┌──

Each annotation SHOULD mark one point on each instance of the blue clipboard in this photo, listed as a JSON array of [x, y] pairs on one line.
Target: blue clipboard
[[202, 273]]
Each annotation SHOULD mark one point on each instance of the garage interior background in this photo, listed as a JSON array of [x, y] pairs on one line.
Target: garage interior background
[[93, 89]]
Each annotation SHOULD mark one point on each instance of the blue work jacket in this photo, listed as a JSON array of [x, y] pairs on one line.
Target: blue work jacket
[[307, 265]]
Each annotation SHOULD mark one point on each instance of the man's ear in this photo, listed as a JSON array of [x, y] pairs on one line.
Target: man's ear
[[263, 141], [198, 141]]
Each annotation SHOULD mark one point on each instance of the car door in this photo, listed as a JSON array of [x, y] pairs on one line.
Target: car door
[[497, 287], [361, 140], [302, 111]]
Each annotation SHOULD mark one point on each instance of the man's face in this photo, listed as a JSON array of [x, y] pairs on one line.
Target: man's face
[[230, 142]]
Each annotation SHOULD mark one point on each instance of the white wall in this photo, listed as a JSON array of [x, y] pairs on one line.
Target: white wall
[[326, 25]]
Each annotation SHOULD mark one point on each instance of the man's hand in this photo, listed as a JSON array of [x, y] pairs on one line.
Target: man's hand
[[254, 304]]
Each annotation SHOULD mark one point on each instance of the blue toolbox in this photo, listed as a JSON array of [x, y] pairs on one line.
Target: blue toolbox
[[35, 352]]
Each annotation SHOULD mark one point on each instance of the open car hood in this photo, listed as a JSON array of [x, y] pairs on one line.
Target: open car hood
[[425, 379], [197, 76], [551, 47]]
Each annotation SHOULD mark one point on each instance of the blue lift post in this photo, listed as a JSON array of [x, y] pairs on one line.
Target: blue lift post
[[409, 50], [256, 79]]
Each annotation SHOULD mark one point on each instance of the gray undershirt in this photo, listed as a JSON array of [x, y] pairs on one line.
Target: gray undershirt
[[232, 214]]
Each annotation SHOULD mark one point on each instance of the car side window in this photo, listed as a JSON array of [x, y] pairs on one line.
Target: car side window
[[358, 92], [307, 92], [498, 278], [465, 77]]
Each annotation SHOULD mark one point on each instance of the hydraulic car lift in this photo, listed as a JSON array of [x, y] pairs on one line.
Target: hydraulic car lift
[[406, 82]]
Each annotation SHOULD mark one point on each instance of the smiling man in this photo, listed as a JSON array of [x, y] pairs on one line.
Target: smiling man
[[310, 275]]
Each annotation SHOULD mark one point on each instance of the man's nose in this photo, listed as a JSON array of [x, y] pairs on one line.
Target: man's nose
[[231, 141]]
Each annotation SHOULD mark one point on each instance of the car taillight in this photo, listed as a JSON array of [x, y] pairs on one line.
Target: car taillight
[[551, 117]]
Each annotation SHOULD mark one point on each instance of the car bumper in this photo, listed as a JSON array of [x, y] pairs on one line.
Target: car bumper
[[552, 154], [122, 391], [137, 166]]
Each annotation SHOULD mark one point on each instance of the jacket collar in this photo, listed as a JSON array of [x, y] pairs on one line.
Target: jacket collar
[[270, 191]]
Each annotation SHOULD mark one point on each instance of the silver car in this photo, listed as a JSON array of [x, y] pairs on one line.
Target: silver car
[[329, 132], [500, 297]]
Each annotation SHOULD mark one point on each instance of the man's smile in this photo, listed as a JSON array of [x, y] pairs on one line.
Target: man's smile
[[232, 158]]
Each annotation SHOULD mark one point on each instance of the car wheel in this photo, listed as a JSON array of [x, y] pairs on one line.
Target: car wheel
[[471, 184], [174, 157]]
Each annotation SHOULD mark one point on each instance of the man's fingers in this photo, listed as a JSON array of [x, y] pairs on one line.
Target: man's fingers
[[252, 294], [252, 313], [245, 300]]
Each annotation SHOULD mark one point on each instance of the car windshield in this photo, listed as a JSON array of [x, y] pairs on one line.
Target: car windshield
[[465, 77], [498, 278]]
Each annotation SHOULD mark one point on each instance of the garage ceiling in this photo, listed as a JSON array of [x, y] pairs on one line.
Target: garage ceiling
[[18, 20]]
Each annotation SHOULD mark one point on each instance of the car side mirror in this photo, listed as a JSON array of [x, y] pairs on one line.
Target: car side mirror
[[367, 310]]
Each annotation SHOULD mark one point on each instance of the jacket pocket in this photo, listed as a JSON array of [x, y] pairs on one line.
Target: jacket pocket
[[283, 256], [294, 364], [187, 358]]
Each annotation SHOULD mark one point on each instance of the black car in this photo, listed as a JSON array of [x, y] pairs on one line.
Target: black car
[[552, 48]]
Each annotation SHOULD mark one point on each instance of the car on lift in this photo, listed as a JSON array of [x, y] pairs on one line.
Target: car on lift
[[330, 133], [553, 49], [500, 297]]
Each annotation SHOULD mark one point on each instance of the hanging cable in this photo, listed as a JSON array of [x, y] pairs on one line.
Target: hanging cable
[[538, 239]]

└──

▸ Task instructions: Please rename "Target" to "Object" in everything from the line containing "the car door" down to the line containing "[[326, 25]]", both ends included, and give back only those lines with nothing else changed.

▸ Correct result:
Each annotation SHOULD mark one point on each instance of the car door in this photo, listed as a JSON array of [x, y] pairs on one line.
Object: car door
[[497, 287], [361, 140], [302, 111]]
Each annotation SHOULD mark one point on each instance of the man's face in this photo, listed as a JSON array of [x, y] pairs on one line.
Object: man's face
[[230, 142]]
Each annotation SHOULD mark one point on each instance of the white wall in this photo, listed as a JSON array of [x, y] pairs on one line.
Object: white wall
[[326, 25]]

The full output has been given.